» WORK ORDER 1
In the laryngeal electromyography abstract, how many of the 339 patients had a partial or complete RLN or vagal nerve lesion?
» WORK ORDER 2
Copy the laryngeal electromyography abstract word for word, from "Study design: Retrospective" up to and including "or malignancy related.".
» WORK ORDER 3
Write the next part of the laryngeal electromyography abstract, picking up after its last sentence.

» GIVEN PASSAGE
▼▼▼
Objective: Laryngeal electromyography (LEMG) of the thyroarytenoid (TA) muscle alone may not be sufficient in all patients to characterize or prove a recurrent laryngeal nerve (RLN) lesion in cases of vocal fold immobility. LEMG of the posterior cricoarytenoid (PCA) muscle may provide additional information.
Study design: Retrospective review.
Method: Between 2008 and 2016, 339 patients in our laryngeal paralysis clinic were examined by transcutaneous needle TA-LEMG and, if tolerated, by PCA-LEMG. LEMGs were rated and compared according to criteria of the European Laryngological Society. Etiology was categorized as iatrogenic, noniatrogenic, or malignancy related.
Results: A total of 282 out of 339 patients had a partial or complete RLN or vagal nerve lesion: 178 iatrogenic, 74 noniatrogenic, and 30 because of nerve involvement by malignancies. Of paralytic vocal folds, 35.7% had normal or near-normal TA innervation, whereas corresponding PCA traces (if present) were pathologic in 94.6%. Comparing pairs of TA and PCA-LEMGs in paralysis of less than 4 months duration showed a predominance of PCA branch injuries in iatrogenic lesions (71.7 %), while in noniatrogenic lesions this was less pronounced (44.4%). In the few malignancy cases, there was an almost even distribution. Synkinetic reinnervation was earlier in iatrogenic RLN lesions.
▲▲▲
» AVAILABLE DATA
▼▼▼
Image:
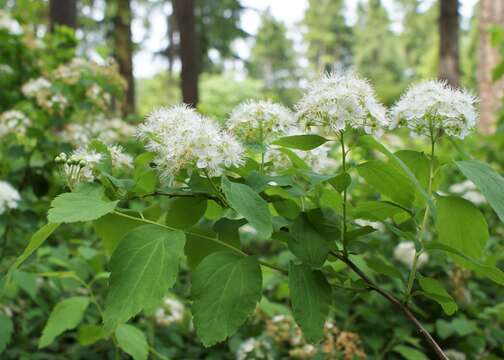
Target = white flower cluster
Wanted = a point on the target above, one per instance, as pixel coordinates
(80, 166)
(41, 90)
(9, 24)
(9, 197)
(13, 122)
(337, 101)
(260, 122)
(172, 312)
(405, 252)
(108, 131)
(432, 105)
(469, 191)
(183, 139)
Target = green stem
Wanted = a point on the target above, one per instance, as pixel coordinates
(412, 275)
(215, 240)
(343, 221)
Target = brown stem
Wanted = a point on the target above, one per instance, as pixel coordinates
(392, 299)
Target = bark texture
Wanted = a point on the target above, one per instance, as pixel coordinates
(123, 51)
(491, 93)
(449, 68)
(62, 12)
(184, 14)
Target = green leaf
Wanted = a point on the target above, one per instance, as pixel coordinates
(6, 330)
(388, 181)
(301, 142)
(37, 239)
(310, 297)
(184, 212)
(225, 289)
(66, 315)
(377, 210)
(409, 353)
(307, 244)
(249, 204)
(461, 226)
(488, 181)
(199, 243)
(341, 182)
(434, 290)
(143, 267)
(85, 204)
(372, 143)
(111, 228)
(132, 341)
(88, 334)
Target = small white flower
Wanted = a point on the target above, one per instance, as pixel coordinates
(341, 100)
(433, 106)
(405, 253)
(33, 87)
(13, 121)
(9, 197)
(183, 139)
(260, 122)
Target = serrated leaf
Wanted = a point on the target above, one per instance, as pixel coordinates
(307, 244)
(66, 315)
(301, 142)
(249, 204)
(434, 290)
(488, 181)
(6, 330)
(143, 267)
(37, 239)
(88, 334)
(85, 204)
(388, 181)
(310, 297)
(132, 341)
(184, 212)
(111, 228)
(461, 226)
(225, 289)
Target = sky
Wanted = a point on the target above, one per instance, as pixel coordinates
(289, 11)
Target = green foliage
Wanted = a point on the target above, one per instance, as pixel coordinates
(311, 298)
(461, 225)
(66, 315)
(226, 288)
(85, 204)
(143, 267)
(249, 204)
(132, 341)
(488, 181)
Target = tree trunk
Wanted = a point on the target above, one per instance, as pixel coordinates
(123, 51)
(184, 14)
(491, 93)
(62, 12)
(449, 42)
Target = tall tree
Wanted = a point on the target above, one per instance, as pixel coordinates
(491, 14)
(449, 68)
(62, 12)
(123, 49)
(328, 37)
(186, 23)
(274, 60)
(377, 50)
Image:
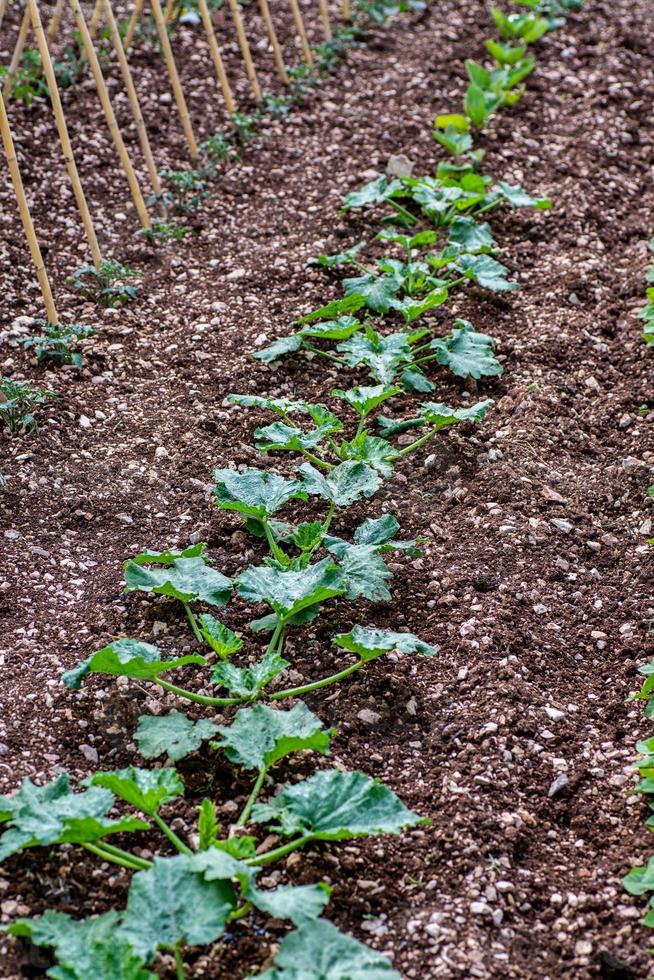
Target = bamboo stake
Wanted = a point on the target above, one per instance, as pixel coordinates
(274, 43)
(245, 50)
(133, 21)
(299, 26)
(94, 64)
(174, 79)
(324, 16)
(17, 56)
(55, 20)
(217, 58)
(26, 218)
(133, 97)
(62, 129)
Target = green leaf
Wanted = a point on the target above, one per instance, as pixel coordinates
(364, 570)
(126, 658)
(288, 591)
(278, 349)
(261, 736)
(144, 789)
(379, 292)
(370, 642)
(348, 304)
(340, 258)
(84, 948)
(471, 235)
(253, 492)
(220, 638)
(318, 951)
(299, 903)
(346, 483)
(170, 904)
(383, 356)
(520, 199)
(365, 399)
(54, 814)
(246, 682)
(174, 735)
(466, 353)
(487, 272)
(188, 579)
(339, 329)
(333, 805)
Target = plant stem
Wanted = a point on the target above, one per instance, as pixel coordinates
(247, 809)
(278, 852)
(194, 624)
(294, 692)
(171, 835)
(179, 963)
(125, 860)
(198, 698)
(419, 442)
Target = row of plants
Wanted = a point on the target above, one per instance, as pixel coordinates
(311, 559)
(113, 284)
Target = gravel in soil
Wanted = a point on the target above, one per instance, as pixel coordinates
(535, 581)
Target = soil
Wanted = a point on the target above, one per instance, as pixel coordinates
(535, 582)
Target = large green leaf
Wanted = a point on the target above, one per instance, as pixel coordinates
(246, 682)
(318, 951)
(279, 348)
(126, 658)
(364, 570)
(288, 591)
(86, 949)
(370, 642)
(170, 904)
(260, 736)
(364, 399)
(346, 483)
(487, 272)
(144, 789)
(254, 493)
(468, 354)
(54, 814)
(333, 805)
(174, 734)
(188, 579)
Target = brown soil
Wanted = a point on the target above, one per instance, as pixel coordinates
(509, 881)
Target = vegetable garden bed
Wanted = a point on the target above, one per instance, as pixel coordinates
(514, 739)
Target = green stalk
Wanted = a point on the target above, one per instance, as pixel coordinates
(194, 623)
(198, 698)
(125, 859)
(295, 692)
(278, 852)
(179, 964)
(171, 835)
(247, 809)
(419, 442)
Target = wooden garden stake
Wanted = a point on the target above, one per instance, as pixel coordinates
(55, 20)
(133, 97)
(26, 218)
(137, 197)
(274, 43)
(324, 16)
(17, 56)
(133, 21)
(245, 50)
(174, 79)
(62, 129)
(216, 56)
(299, 27)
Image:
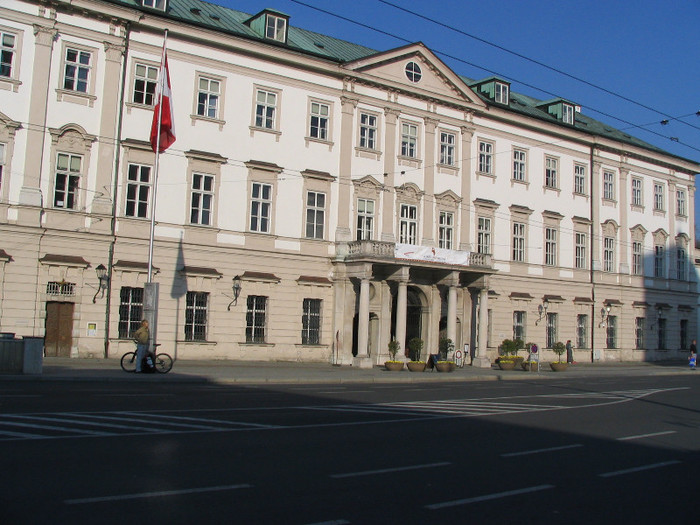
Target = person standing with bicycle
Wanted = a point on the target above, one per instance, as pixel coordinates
(141, 336)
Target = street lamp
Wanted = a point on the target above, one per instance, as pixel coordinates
(104, 280)
(236, 291)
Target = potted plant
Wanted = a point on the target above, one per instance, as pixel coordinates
(444, 348)
(558, 366)
(393, 365)
(415, 347)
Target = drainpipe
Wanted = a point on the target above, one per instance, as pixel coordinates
(113, 220)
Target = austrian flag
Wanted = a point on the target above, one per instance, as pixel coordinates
(163, 125)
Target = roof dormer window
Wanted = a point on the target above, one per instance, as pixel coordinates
(276, 28)
(160, 5)
(501, 94)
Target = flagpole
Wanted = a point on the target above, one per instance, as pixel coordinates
(162, 80)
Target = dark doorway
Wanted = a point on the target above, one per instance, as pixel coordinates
(59, 329)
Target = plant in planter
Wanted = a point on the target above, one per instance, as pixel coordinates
(394, 346)
(558, 366)
(415, 347)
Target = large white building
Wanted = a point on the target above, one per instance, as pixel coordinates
(352, 196)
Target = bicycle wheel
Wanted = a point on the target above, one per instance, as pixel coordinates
(164, 363)
(129, 362)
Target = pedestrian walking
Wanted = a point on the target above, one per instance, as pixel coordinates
(569, 352)
(141, 337)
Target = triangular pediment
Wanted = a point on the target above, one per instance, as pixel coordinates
(417, 71)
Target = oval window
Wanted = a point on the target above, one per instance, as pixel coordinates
(413, 72)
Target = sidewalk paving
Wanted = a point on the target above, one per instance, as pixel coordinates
(261, 372)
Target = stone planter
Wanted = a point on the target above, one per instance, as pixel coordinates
(444, 366)
(416, 366)
(394, 366)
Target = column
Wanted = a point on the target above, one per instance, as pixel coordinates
(343, 233)
(30, 193)
(429, 183)
(481, 360)
(389, 195)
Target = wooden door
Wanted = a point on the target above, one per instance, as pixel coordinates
(59, 329)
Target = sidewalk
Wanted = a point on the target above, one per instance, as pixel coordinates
(258, 372)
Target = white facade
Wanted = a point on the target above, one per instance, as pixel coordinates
(523, 208)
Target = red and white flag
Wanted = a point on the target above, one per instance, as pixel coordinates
(163, 125)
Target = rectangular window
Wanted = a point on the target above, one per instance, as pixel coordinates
(408, 224)
(608, 254)
(582, 331)
(552, 329)
(260, 207)
(130, 311)
(315, 214)
(551, 173)
(658, 197)
(276, 28)
(145, 82)
(138, 189)
(519, 164)
(609, 185)
(519, 325)
(311, 322)
(447, 148)
(484, 235)
(76, 75)
(637, 192)
(637, 261)
(368, 131)
(365, 219)
(265, 109)
(486, 157)
(661, 340)
(319, 118)
(208, 97)
(550, 246)
(446, 230)
(409, 140)
(519, 241)
(501, 93)
(639, 323)
(67, 183)
(7, 53)
(580, 179)
(681, 260)
(611, 332)
(680, 203)
(255, 319)
(581, 250)
(659, 258)
(196, 316)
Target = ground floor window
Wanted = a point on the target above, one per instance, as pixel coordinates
(311, 322)
(255, 319)
(130, 311)
(196, 316)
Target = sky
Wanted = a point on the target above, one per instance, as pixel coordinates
(629, 63)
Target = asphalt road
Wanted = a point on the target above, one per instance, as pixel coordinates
(612, 450)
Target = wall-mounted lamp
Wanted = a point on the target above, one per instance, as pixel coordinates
(542, 310)
(104, 280)
(236, 291)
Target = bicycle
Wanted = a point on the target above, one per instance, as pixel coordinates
(163, 362)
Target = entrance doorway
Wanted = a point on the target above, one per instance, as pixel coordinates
(59, 329)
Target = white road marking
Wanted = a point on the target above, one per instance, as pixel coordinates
(388, 470)
(540, 450)
(163, 493)
(642, 436)
(487, 497)
(638, 469)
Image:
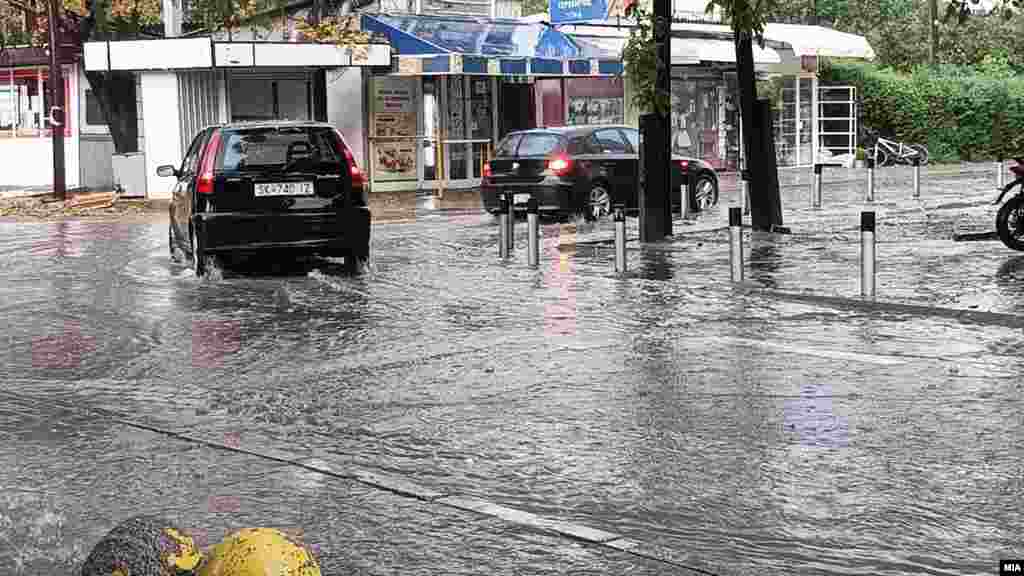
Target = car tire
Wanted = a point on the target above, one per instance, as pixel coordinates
(597, 203)
(170, 243)
(705, 193)
(201, 260)
(356, 261)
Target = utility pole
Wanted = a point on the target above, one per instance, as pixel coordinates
(933, 34)
(56, 115)
(655, 198)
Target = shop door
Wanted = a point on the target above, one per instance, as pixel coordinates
(837, 121)
(516, 104)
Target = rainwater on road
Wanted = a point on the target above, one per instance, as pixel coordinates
(751, 434)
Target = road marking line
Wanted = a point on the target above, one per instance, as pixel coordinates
(807, 351)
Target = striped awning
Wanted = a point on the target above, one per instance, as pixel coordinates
(425, 45)
(487, 66)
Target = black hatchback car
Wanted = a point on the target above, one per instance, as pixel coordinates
(251, 188)
(582, 170)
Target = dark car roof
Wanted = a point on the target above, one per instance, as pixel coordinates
(570, 130)
(262, 124)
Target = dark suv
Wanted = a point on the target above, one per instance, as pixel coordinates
(253, 187)
(582, 170)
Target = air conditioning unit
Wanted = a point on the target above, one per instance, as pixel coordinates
(129, 174)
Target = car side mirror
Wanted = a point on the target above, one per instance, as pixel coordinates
(166, 171)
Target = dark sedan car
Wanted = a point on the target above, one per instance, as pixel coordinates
(250, 188)
(582, 170)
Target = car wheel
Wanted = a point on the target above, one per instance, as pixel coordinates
(356, 261)
(598, 202)
(706, 193)
(201, 260)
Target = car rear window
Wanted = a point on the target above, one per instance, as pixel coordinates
(281, 148)
(539, 145)
(508, 146)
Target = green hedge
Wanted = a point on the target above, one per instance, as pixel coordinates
(958, 113)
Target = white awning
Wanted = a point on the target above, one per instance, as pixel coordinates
(820, 41)
(686, 50)
(716, 45)
(204, 53)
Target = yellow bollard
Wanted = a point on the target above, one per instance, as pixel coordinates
(142, 545)
(258, 551)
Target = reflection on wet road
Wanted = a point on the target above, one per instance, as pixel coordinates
(751, 434)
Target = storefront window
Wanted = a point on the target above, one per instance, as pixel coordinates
(695, 119)
(595, 100)
(393, 129)
(25, 103)
(481, 122)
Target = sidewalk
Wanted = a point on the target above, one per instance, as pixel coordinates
(918, 259)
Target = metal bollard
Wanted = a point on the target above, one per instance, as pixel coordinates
(534, 223)
(870, 179)
(916, 177)
(867, 254)
(511, 222)
(744, 191)
(503, 217)
(684, 197)
(736, 244)
(620, 218)
(816, 193)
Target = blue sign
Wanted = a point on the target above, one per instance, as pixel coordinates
(563, 11)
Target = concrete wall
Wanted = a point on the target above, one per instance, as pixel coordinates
(96, 168)
(28, 161)
(96, 146)
(160, 109)
(346, 109)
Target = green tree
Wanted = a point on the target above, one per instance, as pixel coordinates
(748, 19)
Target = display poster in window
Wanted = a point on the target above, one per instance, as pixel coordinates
(595, 111)
(480, 117)
(394, 129)
(457, 127)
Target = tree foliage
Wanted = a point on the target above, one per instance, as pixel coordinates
(640, 60)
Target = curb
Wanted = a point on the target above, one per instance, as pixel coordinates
(876, 305)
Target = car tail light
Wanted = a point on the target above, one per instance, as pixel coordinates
(353, 168)
(205, 182)
(559, 165)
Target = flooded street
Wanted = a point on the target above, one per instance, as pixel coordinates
(743, 432)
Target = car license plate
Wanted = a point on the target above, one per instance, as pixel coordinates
(285, 189)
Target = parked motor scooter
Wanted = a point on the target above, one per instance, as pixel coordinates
(1010, 218)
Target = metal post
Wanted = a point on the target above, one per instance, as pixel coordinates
(689, 192)
(744, 192)
(916, 177)
(534, 223)
(13, 106)
(870, 179)
(503, 216)
(510, 222)
(736, 244)
(867, 254)
(620, 219)
(56, 111)
(816, 194)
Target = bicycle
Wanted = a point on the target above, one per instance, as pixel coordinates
(889, 152)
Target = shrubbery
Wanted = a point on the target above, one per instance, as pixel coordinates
(958, 113)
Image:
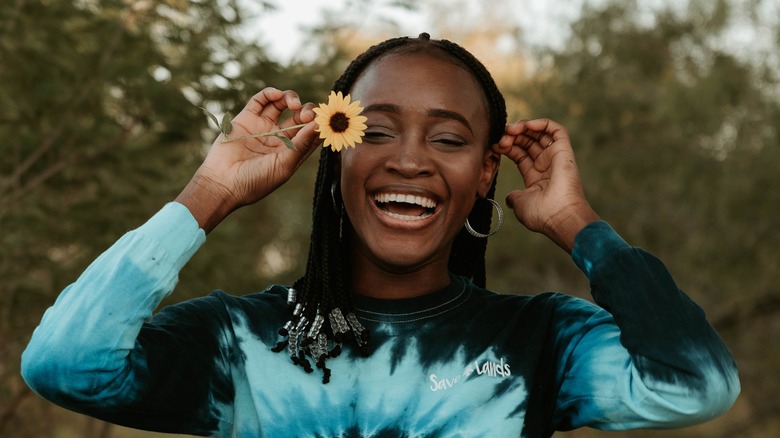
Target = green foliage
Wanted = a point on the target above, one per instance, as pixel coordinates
(101, 123)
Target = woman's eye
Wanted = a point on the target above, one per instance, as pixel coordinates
(449, 141)
(376, 135)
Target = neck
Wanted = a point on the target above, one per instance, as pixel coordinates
(389, 282)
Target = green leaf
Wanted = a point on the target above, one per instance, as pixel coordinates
(227, 124)
(213, 117)
(287, 142)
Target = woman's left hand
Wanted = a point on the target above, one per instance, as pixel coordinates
(553, 202)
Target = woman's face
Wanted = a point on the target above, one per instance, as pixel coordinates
(409, 187)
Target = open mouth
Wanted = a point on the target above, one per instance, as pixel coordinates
(406, 207)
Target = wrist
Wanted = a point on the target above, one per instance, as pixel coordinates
(565, 229)
(208, 201)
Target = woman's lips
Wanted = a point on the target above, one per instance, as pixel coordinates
(405, 206)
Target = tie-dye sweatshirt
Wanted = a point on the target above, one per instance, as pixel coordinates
(460, 362)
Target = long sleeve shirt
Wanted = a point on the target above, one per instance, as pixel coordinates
(459, 362)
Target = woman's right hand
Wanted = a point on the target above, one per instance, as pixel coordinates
(243, 171)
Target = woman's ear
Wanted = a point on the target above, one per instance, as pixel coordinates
(490, 163)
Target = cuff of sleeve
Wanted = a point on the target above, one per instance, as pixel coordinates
(595, 243)
(176, 230)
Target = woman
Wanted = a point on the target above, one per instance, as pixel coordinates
(397, 252)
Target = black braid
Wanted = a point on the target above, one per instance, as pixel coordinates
(324, 286)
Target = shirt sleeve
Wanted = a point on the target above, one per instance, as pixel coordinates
(648, 358)
(86, 354)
▲▲▲
» RESPONSE AREA 1
282 patients

» RESPONSE AREA 2
Study design: Retrospective review.
Method: Between 2008 and 2016, 339 patients in our laryngeal paralysis clinic were examined by transcutaneous needle TA-LEMG and, if tolerated, by PCA-LEMG. LEMGs were rated and compared according to criteria of the European Laryngological Society. Etiology was categorized as iatrogenic, noniatrogenic, or malignancy related.

» RESPONSE AREA 3
Conclusion: PCA-LEMG was better in proving an RLN lesion than TA-EMG alone. Our findings suggest etiology-dependent differences in the TA/PCA lesion pattern. To confirm this, larger sample sizes are needed. A preferential damage to PCA innervation in iatrogenic lesions could be relevant for further improvements of intraoperative neuromonitoring.
Level of evidence: 4. Laryngoscope, 128:1152-1156, 2018.
Keywords: EMG; Larynx; PCA; TA; damage pattern; etiology; neuromonitoring; synkinesia; vocal fold paralysis.
© 2017 The American Laryngological, Rhinological and Otological Society, Inc.